[Natural-language object grounding data]
--- START ---
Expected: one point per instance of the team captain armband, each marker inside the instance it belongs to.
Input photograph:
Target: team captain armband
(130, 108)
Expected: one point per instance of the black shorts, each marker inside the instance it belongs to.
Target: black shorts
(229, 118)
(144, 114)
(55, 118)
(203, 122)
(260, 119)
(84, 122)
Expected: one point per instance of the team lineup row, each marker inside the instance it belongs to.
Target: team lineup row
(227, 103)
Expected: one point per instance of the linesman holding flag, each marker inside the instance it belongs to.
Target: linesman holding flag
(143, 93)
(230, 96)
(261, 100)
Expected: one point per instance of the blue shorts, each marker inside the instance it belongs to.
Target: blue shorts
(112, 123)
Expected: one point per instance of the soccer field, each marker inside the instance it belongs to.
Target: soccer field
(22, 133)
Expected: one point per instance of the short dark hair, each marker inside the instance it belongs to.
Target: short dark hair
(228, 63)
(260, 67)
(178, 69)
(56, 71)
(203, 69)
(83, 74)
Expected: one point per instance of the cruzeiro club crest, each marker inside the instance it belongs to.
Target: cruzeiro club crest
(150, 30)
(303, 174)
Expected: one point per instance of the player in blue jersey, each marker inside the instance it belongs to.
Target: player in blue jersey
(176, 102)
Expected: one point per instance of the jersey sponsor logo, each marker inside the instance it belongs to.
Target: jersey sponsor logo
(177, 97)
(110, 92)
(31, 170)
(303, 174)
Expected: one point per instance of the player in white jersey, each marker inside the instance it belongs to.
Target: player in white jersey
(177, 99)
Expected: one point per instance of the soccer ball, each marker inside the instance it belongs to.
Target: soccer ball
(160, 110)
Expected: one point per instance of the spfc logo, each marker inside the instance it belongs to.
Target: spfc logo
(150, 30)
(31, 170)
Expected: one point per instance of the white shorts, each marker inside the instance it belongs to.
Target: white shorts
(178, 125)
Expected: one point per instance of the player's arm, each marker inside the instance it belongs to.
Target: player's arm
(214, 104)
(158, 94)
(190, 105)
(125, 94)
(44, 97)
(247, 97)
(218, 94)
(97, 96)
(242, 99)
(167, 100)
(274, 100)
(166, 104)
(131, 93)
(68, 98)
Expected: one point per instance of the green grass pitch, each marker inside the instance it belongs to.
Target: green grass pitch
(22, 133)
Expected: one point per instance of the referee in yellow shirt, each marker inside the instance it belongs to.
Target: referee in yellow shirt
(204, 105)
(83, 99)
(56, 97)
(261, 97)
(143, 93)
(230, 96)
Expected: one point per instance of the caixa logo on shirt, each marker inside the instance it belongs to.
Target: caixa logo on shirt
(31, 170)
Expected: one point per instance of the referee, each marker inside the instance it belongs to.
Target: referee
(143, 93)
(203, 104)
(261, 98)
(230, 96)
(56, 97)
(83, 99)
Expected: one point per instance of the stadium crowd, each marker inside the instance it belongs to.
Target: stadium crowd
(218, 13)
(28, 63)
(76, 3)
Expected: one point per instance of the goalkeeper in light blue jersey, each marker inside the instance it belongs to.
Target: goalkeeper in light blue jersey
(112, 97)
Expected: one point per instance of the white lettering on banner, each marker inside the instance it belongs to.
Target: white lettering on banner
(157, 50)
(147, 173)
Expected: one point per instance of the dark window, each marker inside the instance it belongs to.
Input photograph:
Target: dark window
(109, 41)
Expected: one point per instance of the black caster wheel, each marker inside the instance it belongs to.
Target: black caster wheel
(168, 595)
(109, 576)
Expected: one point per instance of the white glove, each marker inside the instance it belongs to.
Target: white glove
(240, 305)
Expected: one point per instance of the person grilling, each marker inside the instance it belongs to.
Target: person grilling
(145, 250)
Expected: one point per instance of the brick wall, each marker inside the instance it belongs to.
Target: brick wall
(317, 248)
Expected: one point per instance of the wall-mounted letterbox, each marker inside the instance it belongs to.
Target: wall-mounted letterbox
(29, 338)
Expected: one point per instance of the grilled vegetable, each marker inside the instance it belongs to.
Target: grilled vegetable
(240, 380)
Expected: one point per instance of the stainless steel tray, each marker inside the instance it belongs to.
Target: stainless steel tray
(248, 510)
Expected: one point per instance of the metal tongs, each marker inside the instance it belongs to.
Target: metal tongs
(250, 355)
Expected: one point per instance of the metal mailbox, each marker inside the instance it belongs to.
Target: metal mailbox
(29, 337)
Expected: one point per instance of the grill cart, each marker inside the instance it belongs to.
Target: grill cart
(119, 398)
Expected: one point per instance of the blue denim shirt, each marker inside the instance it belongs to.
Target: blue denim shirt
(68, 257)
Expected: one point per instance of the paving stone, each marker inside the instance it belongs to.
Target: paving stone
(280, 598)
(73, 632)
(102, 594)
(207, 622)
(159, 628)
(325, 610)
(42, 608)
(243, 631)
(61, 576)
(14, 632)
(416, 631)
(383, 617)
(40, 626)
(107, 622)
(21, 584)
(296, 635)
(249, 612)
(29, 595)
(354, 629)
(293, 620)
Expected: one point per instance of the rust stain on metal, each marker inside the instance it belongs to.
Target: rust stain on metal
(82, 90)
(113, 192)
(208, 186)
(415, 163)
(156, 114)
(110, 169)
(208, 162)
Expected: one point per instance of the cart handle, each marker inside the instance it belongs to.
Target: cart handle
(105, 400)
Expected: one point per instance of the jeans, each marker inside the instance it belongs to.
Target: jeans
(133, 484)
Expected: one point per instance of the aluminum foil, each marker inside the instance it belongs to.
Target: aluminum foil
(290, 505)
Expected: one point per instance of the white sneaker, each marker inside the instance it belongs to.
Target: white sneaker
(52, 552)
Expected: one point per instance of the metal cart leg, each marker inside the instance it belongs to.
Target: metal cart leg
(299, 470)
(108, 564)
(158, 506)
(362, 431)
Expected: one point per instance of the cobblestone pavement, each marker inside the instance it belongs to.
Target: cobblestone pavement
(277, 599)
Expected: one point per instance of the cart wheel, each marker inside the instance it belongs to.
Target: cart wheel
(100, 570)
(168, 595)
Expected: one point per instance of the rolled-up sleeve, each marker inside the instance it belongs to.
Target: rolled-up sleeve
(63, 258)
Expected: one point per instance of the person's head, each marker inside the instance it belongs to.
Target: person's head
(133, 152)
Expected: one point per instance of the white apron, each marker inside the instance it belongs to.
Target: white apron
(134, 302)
--- END ---
--- START ---
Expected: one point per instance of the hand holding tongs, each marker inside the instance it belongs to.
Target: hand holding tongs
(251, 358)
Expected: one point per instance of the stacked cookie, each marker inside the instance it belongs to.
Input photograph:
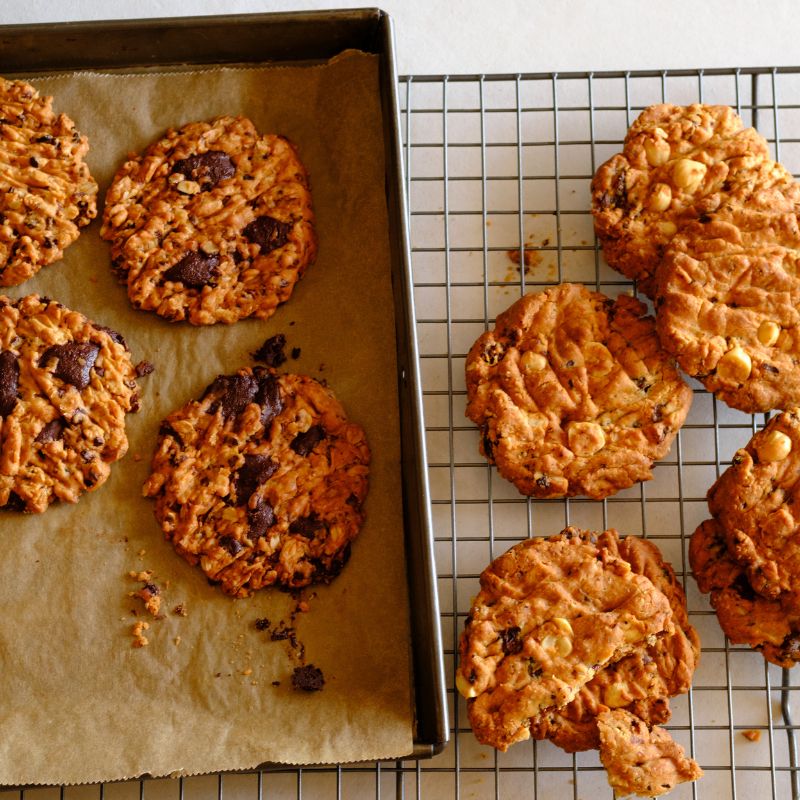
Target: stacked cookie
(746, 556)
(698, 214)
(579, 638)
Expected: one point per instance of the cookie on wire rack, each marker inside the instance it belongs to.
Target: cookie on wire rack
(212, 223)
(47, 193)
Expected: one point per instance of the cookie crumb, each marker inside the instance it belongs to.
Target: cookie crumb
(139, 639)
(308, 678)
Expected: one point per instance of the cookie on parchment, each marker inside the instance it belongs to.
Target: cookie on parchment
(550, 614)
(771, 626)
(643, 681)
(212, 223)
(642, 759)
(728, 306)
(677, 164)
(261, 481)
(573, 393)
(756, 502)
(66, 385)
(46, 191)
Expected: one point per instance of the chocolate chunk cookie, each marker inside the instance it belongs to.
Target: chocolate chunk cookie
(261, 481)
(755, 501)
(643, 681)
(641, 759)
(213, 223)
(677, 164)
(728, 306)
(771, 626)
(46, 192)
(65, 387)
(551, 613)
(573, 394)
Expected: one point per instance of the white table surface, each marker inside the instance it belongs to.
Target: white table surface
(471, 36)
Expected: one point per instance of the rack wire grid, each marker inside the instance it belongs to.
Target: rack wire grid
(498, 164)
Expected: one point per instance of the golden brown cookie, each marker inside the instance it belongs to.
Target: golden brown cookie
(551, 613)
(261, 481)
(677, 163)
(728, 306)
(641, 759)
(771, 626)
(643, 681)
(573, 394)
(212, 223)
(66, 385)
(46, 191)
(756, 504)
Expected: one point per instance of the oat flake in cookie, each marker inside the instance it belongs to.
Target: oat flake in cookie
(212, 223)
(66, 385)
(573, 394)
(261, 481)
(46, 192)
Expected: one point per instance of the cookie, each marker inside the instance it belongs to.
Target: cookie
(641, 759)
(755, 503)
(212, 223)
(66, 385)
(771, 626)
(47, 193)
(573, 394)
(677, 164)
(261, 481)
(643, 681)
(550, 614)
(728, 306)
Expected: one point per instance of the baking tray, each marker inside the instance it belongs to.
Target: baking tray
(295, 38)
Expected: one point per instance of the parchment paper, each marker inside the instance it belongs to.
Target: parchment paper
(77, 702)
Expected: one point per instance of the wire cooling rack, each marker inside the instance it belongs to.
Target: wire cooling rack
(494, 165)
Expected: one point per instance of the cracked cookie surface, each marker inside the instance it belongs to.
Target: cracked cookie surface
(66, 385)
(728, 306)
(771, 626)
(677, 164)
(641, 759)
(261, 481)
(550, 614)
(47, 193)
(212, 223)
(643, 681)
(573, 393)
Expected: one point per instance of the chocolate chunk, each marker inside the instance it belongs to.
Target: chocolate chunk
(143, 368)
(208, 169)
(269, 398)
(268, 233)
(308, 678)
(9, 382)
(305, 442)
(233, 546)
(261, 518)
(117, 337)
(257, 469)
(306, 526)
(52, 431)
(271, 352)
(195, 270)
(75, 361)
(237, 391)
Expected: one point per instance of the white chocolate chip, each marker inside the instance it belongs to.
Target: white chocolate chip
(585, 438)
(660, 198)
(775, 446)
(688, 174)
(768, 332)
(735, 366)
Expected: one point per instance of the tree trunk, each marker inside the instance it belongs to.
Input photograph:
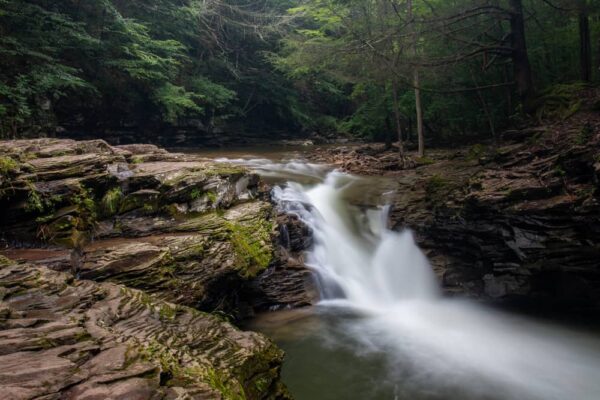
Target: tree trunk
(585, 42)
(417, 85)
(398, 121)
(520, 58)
--- END ---
== Try it ==
Starting at the line above that contains "Expected: one point per instance of the brick", repeat each line exactly up to and including the line that contains "Expected: one point per instance of the paving", and stop there.

== Task output ==
Expected: one point per instance of the brick wall, each marker inside the instance it belongs to.
Target: brick wall
(317, 248)
Expected: one point per instance of the wall-mounted letterbox, each marker inside the instance it belongs to.
Target: wall-mounted letterbox
(29, 338)
Expected: one point per instance of the grilled vegetable, each marker inside the instance it belongs to.
Target: grilled vegetable
(240, 380)
Expected: one point per instance of the stainless steel tray, each marker inside the instance it belongs to.
Target: stainless steel tray
(248, 510)
Expected: one point per instance of the metal tongs, each marker inside the instance it belongs to.
Target: metal tongs
(250, 355)
Expected: one point per instance of the metal mailbox, each marker inside the instance it belongs to.
Target: metal mailbox
(29, 337)
Expected: one point per instance of the grill cart, each marker inside the instance it belongs to.
Target: grill cart
(119, 398)
Expected: one point per instance of the blue denim shirt, each marker inside the instance it belongs to.
Target: blue denim shirt
(68, 257)
Expected: one point per instance of the paving stone, each marker inside the instance it belongs to.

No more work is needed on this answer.